### Passage provided:
···

How the AI Uses Your Documents

Understand how Synaptiq retrieves and uses your uploaded documents to generate accurate, grounded answers.

How the AI Uses Your Documents

When a customer asks your Synaptiq AI agent a question, the answer does not come from the AI's general training data. It comes from the specific documents you uploaded to your knowledge base. This page explains how that works so you can structure your content for the best possible results.

The Short Version

  1. A customer asks a question.
  2. Synaptiq searches your knowledge base for the most relevant sections of your documents.
  3. Those sections are provided to the AI as context.
  4. The AI generates an answer based on that context.
  5. If no relevant content is found, the AI says it does not know rather than guessing.

This approach is called Retrieval-Augmented Generation (RAG), and it is the core of what makes Synaptiq accurate and trustworthy instead of creative and unreliable.

Retrieval-Augmented Generation (RAG) Explained

Large language models are trained on vast amounts of text from the internet, but they do not know anything about your specific products, pricing, or policies. Left on their own, they will either make things up or give generic answers.

···

### Dataset extract:
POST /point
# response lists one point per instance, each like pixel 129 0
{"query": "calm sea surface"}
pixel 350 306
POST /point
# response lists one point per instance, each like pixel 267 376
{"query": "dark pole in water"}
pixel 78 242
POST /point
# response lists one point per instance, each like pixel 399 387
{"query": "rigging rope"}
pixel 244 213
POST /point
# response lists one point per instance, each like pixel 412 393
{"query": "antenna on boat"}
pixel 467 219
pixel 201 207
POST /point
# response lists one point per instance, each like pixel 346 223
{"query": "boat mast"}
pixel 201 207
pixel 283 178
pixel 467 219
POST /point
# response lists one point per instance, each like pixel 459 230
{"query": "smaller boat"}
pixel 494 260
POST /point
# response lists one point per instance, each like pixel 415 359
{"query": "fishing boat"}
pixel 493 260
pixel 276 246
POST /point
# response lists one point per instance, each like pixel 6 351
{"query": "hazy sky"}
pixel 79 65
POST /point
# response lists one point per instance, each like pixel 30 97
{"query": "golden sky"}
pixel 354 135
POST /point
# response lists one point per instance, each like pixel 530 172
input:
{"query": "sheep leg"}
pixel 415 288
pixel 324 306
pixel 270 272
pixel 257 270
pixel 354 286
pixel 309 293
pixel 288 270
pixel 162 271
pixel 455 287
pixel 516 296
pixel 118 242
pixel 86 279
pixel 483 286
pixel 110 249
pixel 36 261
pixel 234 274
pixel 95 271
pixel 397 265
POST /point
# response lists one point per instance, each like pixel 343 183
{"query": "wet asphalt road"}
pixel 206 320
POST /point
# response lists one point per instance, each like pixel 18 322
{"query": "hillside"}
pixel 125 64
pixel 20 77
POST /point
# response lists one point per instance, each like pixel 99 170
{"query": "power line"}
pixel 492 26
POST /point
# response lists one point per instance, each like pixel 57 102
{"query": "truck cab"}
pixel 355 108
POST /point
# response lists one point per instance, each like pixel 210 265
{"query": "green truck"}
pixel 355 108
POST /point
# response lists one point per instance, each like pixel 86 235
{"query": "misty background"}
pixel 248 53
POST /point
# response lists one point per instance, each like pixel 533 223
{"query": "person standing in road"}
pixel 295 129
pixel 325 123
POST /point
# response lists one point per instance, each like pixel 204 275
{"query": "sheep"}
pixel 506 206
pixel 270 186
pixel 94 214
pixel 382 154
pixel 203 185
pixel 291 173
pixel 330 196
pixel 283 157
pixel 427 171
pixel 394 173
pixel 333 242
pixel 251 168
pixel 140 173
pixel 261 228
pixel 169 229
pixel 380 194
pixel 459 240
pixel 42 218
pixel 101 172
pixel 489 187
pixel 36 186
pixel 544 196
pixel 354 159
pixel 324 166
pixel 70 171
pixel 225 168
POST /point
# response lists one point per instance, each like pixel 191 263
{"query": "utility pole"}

···

### Exercise set:
- A) In the Synaptiq passage, take the part that opens with the words containing "5. If no relevant" and closes with "creative and unreliable.", and write it out again, swapping "trustworthy" for "dependable".
- B) Answer these questions using the Synaptiq passage, one answer per line:
(i) What is the approach Synaptiq uses to answer questions called?
(ii) What does Synaptiq search when a customer asks a question?
(iii) According to the passage, what will large language models do if left on their own?
The lines are not needed for any of this work.

### Solutions per task:
- A)
5. If no relevant content is found, the AI says it does not know rather than guessing.

This approach is called Retrieval-Augmented Generation (RAG), and it is the core of what makes Synaptiq accurate and dependable instead of creative and unreliable.

- B)
(i) Retrieval-Augmented Generation (RAG)
(ii) Your knowledge base, for the most relevant sections of your documents
(iii) They will either make things up or give generic answers.